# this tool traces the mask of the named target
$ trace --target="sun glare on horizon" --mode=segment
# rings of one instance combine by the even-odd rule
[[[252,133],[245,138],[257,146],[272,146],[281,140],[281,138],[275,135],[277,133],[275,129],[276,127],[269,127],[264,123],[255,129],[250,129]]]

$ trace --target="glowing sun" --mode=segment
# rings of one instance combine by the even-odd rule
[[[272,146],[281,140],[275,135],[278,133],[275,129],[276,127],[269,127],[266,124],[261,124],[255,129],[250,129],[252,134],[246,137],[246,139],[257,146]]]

------------------------------------------------------------

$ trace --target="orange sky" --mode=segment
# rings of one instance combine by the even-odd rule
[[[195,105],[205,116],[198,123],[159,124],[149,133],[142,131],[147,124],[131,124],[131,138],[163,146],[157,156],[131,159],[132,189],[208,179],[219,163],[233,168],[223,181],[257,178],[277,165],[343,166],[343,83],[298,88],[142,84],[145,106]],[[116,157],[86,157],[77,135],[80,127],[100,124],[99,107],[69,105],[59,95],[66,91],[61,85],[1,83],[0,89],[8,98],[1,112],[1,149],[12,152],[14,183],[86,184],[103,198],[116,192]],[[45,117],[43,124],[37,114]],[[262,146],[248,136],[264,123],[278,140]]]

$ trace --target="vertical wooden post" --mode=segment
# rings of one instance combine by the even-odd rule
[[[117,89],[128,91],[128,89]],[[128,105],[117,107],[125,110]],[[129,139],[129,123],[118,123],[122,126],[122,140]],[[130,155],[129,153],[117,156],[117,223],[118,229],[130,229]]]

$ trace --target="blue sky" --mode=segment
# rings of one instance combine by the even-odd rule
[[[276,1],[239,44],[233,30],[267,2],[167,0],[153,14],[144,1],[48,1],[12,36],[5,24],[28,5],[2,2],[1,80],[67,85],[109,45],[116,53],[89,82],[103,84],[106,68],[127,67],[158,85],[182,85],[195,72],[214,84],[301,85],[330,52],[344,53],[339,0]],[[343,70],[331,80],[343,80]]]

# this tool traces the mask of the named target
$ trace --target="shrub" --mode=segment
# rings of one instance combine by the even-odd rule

------------------------------------------------------------

Collect each line above that contains the string "target". Case counts.

■ **RESULT OF THE EXERCISE**
# this tool traces the mask of the named target
$ trace --target="sun glare on horizon" --mode=segment
$ trace --target="glowing sun" --mode=segment
$ trace --target="orange sky" --mode=segment
$ trace --target="vertical wooden post" --mode=segment
$ trace --target="blue sky" --mode=segment
# this tool traces the mask of the named target
$ trace --target="shrub" --mode=segment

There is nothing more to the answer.